[Extracted data entries]
--- --- ---

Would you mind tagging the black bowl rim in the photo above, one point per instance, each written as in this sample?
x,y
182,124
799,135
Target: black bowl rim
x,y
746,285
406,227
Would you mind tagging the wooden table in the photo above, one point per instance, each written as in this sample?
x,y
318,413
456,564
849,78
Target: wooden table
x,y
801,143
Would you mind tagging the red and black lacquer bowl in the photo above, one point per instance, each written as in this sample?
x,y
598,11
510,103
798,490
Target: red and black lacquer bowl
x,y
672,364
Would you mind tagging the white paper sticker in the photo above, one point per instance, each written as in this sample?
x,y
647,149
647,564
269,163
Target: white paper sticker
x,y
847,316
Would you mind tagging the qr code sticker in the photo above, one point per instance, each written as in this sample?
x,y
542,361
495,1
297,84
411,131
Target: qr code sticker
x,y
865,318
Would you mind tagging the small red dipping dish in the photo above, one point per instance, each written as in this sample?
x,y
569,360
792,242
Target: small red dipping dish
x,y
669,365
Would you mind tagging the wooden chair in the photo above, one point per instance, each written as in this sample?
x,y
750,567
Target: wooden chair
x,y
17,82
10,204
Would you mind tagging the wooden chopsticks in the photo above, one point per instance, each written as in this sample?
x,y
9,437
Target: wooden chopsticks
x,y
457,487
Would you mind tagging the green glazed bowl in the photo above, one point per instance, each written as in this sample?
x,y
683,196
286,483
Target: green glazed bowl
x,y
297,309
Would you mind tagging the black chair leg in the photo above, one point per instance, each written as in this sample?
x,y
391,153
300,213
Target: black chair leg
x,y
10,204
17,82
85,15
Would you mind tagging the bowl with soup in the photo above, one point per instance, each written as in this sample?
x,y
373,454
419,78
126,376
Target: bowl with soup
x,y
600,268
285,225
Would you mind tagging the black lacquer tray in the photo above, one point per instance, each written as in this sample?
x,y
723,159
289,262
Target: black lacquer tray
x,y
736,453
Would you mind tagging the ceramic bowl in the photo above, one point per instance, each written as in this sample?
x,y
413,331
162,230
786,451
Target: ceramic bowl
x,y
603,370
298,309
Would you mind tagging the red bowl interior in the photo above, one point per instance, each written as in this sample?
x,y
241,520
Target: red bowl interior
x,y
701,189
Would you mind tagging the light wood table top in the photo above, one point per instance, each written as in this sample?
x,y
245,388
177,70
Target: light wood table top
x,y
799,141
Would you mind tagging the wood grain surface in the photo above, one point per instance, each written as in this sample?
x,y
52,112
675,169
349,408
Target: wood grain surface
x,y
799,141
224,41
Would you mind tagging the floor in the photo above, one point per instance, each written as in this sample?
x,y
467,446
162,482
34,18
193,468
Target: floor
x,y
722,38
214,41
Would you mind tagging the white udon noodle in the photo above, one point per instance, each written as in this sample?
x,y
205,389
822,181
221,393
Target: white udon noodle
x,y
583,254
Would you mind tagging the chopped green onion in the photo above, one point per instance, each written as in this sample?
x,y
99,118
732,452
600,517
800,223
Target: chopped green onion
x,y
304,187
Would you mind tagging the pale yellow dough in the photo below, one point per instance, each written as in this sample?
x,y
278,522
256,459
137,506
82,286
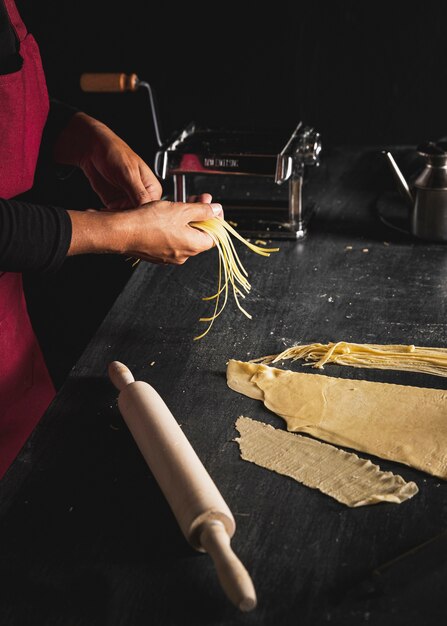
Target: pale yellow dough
x,y
395,422
336,473
388,357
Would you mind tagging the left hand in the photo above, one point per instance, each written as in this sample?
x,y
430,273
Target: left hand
x,y
118,175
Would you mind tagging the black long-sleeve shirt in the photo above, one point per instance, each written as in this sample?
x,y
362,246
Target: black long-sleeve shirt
x,y
32,237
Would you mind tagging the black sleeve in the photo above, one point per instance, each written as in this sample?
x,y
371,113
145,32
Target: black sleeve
x,y
33,238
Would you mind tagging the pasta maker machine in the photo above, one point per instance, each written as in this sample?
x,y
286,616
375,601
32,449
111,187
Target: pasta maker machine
x,y
245,171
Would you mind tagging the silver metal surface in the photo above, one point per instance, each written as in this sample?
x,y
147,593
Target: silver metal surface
x,y
146,86
427,199
274,157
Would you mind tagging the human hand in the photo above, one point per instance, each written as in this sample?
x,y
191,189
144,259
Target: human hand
x,y
159,231
163,234
118,175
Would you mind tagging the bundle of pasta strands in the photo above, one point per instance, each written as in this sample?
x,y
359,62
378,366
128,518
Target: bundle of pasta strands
x,y
393,357
232,274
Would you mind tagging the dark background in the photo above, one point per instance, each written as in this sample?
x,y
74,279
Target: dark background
x,y
359,72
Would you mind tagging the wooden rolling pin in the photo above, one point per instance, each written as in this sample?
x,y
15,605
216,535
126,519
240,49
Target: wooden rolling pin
x,y
200,510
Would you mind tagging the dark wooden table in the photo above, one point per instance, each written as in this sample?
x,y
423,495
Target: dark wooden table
x,y
86,537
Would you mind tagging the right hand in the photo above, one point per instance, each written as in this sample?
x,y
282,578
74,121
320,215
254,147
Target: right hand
x,y
160,231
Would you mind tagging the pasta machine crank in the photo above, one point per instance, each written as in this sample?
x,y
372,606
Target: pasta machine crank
x,y
244,170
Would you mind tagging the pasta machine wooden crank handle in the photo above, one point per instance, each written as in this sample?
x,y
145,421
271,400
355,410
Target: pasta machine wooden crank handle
x,y
201,512
109,82
118,83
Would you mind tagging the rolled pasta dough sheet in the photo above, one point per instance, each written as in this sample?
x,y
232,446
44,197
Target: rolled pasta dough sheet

--- --- ---

Task statement:
Update every row above by replacing "Would you mind tagging" with "Could you mark" and keeping everything else the same. Omit the pictures from your answer.

Full solution:
Could you mark the black bowl rim in the photo above, one point per instance, each written as in this sample?
x,y
182,124
799,135
Target: black bowl rim
x,y
746,285
406,227
Could you mark the wooden table in the photo above, one point per instance, each written as in this sample?
x,y
318,413
456,564
849,78
Target: wooden table
x,y
801,143
Could you mark the red and black lacquer bowl in the photo above, one point per instance, each written as in this sample?
x,y
598,11
510,103
798,490
Target: red and black lacquer bowl
x,y
672,364
Could you mark the white paper sticker in the photo above, one point per instance, each written as in this sample?
x,y
647,149
647,564
269,163
Target: white paper sticker
x,y
847,316
Could you mark the qr code sticker in the photo above, one point per instance, each written as in this sample?
x,y
542,361
495,1
297,84
411,131
Target: qr code sticker
x,y
865,318
Could you mark the small red dipping dish in the photo above, one point per instance, each written as in this sample?
x,y
569,360
792,242
Target: small red dipping dish
x,y
669,365
Could you mark the wooden chair in the photo above, one point per instance, each written as in this sample?
x,y
750,567
Target: wooden chair
x,y
17,82
10,204
Could you mark the wooden chopsticks in the photo above, one point per instance, each written as in this sample?
x,y
9,437
Target: wooden chopsticks
x,y
457,487
Could you mark the green glazed bowl in the photo above, one point per instance, each written as in this sample?
x,y
683,196
286,483
Target: green glazed bowl
x,y
297,309
Could you mark the black chair leg in the photo above, one point per instance, each written as in this sample?
x,y
391,153
300,213
Target: black chair leg
x,y
10,204
17,82
85,15
Could you mark the bowl with soup in the photo above, one point per instance, each written as in this sample?
x,y
373,454
419,78
126,376
Target: bowl with soup
x,y
600,268
285,225
Could you mark the black lacquer tray in the photo above, one point per instance, each written as in this sample?
x,y
723,159
289,262
Target: black lacquer tray
x,y
736,453
Could you mark the ceramic bowl in the photo above, one point per instance, each written as in this sample?
x,y
413,331
162,230
786,451
Target: ceramic bowl
x,y
603,370
298,309
Could you mark the red bowl interior in the photo above, one point per instance, each written as in this sample?
x,y
241,520
Target: red bowl interior
x,y
701,189
Could you mark the light wood table top in the photo above, one point per instance, each written as in this sample?
x,y
245,388
177,70
Target: light wood table top
x,y
799,141
Could you mark the wood grain surface in the photo above, one point per instance, each written as in this sample?
x,y
52,112
675,169
349,408
Target: wood grain surface
x,y
799,141
224,41
Could you mark the floor in the photo above, one point per instance, each written as in this sample?
x,y
467,446
162,482
34,18
193,468
Target: floor
x,y
722,38
214,41
Could you mark the white udon noodle in the photo above, one point per instance, each written as in this sample?
x,y
205,389
822,181
221,393
Target: white udon noodle
x,y
583,254
Could you mark the chopped green onion in the photo above, one point per instance, each written as in this sample?
x,y
99,118
732,452
600,517
800,223
Target: chopped green onion
x,y
304,187
Could you mark the pale yellow dough in the photo below, one point per instance, each written as in this sample?
x,y
278,522
256,459
137,506
82,286
Target: pale yellow dough
x,y
395,422
336,473
388,357
Could you mark the left hand in the photo above, one point per instance, each written as in this sample?
x,y
430,273
Target: left hand
x,y
118,175
Could you mark the black long-sleeve shirt in the photo above, one point per instance, each written as in this sample?
x,y
362,246
Target: black long-sleeve shirt
x,y
32,237
Could you mark the black sleeve in the photo above, one point per instance, each written as in this sample?
x,y
371,113
145,32
Target: black sleeve
x,y
33,238
Could you mark the pasta maker machine in the photo above, one point per instance, each written as in this sample?
x,y
286,616
375,601
32,449
111,187
Target: pasta maker machine
x,y
245,171
Could you mark the silver metal surface in the photo above, one point per instance, each written as in this sample?
x,y
147,593
Target: silver metal surface
x,y
146,86
427,199
274,157
Could you mark the human hand in the photo above, one point per instance, each written as in this sample?
x,y
191,189
144,259
Target: human hand
x,y
159,231
163,234
118,175
Could you mark the bundle of pasta strands in the photo above, one point per instance, each written as in this sample?
x,y
359,62
378,366
128,518
Target: bundle of pasta strands
x,y
393,357
232,274
Could you mark the dark background in the photo above, one point per instance, each written as in this sample?
x,y
74,279
Target: dark background
x,y
359,72
Could you mark the wooden rolling pin in the photo above, one point per instance, each written as in this sample?
x,y
15,605
216,535
126,519
240,49
Target: wooden rolling pin
x,y
200,510
Could you mark the dark wooden table in the photo above, one point per instance, each written as in this sample?
x,y
423,495
Target: dark wooden table
x,y
86,537
Could you mark the right hand in the photo above, one point per instance, each written as in this sample?
x,y
282,578
74,121
320,215
254,147
Target: right hand
x,y
160,231
Could you mark the pasta machine crank in the photo above, one point per instance, each written as in this sample?
x,y
372,606
Target: pasta machine crank
x,y
244,170
Could you mark the pasta machine wooden crank handle in the photo above, one point per instance, each written as in this sample?
x,y
145,421
271,400
355,410
Target: pasta machine wooden crank handle
x,y
201,512
109,82
118,83
Could you mark the rolled pasta dough sheet in the photo above, one point per instance, each written as in this sample?
x,y
232,446
44,197
Target: rolled pasta dough sheet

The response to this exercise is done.